» **Task goal**
Write out the material again, substituting "outer boundary" for "exterior ring" and leaving everything else unchanged.

━━━━━━

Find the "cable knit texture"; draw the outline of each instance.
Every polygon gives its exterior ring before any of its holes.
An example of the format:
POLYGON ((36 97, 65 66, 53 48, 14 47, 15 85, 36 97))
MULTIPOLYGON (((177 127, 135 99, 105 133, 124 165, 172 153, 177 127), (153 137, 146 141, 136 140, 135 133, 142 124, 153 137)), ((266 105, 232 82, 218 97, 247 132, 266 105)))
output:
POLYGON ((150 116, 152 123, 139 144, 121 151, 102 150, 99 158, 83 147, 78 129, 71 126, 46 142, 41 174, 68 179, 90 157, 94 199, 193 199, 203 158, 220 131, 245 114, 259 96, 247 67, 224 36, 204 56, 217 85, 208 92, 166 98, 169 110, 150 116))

━━━━━━

» **Response to the task**
Find the "cable knit texture"; draw the outline of each instance.
Every polygon gives its outer boundary before any of its holes.
An example of the format:
POLYGON ((36 97, 65 66, 53 48, 14 47, 15 85, 36 97))
MULTIPOLYGON (((177 127, 135 99, 105 133, 124 165, 172 153, 177 127), (153 137, 146 141, 136 140, 135 133, 142 124, 153 137)), ((266 105, 232 82, 218 97, 247 132, 266 105)))
output:
POLYGON ((150 116, 152 123, 139 144, 121 151, 102 150, 99 158, 83 147, 78 129, 71 126, 46 142, 41 174, 68 179, 90 157, 94 199, 193 199, 203 158, 220 131, 245 114, 259 96, 247 67, 224 36, 204 56, 217 85, 208 92, 166 98, 169 110, 150 116))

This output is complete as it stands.